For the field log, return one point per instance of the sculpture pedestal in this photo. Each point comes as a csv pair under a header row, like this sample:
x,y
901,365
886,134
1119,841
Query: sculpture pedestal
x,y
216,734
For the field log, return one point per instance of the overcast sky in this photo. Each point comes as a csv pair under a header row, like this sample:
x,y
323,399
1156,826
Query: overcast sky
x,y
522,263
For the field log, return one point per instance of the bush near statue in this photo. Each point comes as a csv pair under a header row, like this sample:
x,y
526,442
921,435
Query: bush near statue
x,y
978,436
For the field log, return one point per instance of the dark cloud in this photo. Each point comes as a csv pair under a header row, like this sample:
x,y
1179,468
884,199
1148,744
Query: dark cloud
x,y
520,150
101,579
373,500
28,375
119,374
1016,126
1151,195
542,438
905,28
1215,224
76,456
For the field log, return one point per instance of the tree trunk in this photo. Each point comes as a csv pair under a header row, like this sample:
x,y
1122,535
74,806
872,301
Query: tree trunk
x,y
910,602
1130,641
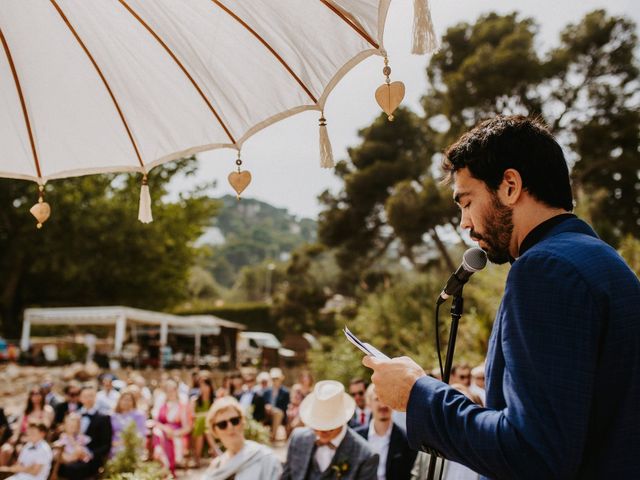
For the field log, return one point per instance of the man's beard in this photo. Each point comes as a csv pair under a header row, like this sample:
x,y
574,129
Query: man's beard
x,y
498,224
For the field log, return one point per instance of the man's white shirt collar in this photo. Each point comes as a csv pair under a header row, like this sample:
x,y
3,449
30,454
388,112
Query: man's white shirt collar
x,y
324,455
373,433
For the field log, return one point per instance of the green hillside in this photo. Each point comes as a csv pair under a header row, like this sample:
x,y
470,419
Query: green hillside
x,y
249,232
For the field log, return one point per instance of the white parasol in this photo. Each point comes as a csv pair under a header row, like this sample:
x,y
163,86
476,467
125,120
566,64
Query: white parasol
x,y
98,86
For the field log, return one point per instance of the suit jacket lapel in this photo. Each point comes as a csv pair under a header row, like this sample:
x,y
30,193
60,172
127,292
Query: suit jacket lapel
x,y
394,443
305,457
343,454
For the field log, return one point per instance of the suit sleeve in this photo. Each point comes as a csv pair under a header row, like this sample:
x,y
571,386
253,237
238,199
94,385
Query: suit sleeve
x,y
549,330
103,446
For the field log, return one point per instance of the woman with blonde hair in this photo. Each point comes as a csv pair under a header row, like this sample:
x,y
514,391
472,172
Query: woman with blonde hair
x,y
171,424
124,414
242,459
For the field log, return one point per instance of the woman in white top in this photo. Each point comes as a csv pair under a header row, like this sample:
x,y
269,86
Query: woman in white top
x,y
243,459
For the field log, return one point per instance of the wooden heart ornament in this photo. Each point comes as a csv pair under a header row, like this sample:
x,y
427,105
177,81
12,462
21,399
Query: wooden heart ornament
x,y
389,96
42,211
239,181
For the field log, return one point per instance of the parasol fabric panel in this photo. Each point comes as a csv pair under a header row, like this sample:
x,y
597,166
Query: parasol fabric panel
x,y
125,85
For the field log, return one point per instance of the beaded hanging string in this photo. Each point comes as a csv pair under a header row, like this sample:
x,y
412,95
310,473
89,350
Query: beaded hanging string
x,y
241,179
41,210
389,94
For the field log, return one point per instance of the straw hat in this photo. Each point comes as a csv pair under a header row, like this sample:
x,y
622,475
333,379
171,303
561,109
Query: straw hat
x,y
327,407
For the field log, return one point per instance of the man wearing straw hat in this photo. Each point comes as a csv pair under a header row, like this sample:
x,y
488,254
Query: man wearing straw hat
x,y
327,448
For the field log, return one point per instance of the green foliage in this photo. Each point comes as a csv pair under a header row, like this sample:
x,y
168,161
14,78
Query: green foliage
x,y
93,250
75,352
585,89
255,315
392,209
256,431
630,251
127,464
310,280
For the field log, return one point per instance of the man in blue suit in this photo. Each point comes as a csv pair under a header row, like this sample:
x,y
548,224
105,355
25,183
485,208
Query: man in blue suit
x,y
563,365
276,400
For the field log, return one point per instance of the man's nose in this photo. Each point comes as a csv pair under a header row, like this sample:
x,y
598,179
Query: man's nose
x,y
465,221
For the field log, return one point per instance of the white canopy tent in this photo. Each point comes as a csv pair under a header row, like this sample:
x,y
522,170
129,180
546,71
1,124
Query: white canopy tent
x,y
120,318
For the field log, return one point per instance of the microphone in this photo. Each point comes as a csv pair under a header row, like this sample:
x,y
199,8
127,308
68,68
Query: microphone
x,y
473,260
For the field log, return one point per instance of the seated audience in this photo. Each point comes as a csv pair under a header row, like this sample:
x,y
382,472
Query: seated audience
x,y
452,470
362,414
477,383
36,411
124,414
293,410
327,447
108,396
50,397
34,462
461,374
305,379
242,459
276,400
70,403
72,441
388,440
98,428
5,428
171,424
200,406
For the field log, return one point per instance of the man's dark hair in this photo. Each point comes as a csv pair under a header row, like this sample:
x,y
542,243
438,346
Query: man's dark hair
x,y
517,142
38,425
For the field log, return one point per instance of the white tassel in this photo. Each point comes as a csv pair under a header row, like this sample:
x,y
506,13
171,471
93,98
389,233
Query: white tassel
x,y
144,211
326,154
424,36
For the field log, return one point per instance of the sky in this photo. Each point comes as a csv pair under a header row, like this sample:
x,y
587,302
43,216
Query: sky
x,y
284,158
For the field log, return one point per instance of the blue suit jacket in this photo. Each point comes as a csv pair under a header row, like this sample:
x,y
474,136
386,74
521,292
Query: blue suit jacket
x,y
563,371
400,457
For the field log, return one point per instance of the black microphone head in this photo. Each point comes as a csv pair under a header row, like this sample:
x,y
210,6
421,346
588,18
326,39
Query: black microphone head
x,y
474,259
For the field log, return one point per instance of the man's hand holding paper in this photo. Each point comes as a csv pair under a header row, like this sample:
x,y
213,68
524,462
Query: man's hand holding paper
x,y
394,378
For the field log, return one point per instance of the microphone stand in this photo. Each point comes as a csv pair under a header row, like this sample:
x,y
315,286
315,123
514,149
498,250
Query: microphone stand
x,y
457,305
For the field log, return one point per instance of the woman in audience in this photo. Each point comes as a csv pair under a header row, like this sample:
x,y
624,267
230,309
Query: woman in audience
x,y
305,379
452,470
72,441
293,410
36,411
200,406
124,414
242,459
170,426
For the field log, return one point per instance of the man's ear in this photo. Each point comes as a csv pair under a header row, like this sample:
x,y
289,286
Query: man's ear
x,y
510,189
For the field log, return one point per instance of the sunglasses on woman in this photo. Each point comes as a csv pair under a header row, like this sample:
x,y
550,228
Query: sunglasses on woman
x,y
222,425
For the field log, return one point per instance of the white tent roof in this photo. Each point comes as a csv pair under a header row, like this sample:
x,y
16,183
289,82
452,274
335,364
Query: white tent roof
x,y
119,317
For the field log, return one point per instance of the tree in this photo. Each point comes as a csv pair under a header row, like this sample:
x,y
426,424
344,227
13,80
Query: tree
x,y
93,250
354,221
586,90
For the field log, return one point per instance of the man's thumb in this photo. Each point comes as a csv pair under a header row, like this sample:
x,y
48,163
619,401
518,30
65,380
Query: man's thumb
x,y
370,362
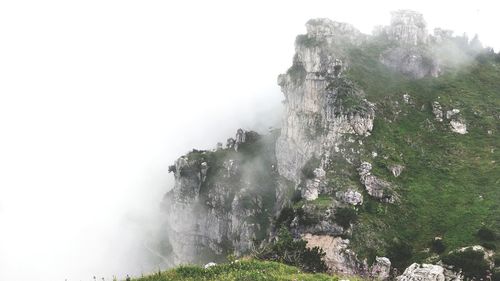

+++

Brief:
Arrange as a numbered list the lines in the part that opens with the line containing "the man's thumb" and closes at the end of the rows. Leave out blank lines and pictures.

Task solution:
1. For the field log, return one point per instance of the man's thumb in this photo. Each point comes as a csv pair under a header row, like this sample:
2. x,y
3. 48,163
4. 619,401
5. 518,30
6. 65,380
7. Query: man's thumb
8. x,y
9. 370,362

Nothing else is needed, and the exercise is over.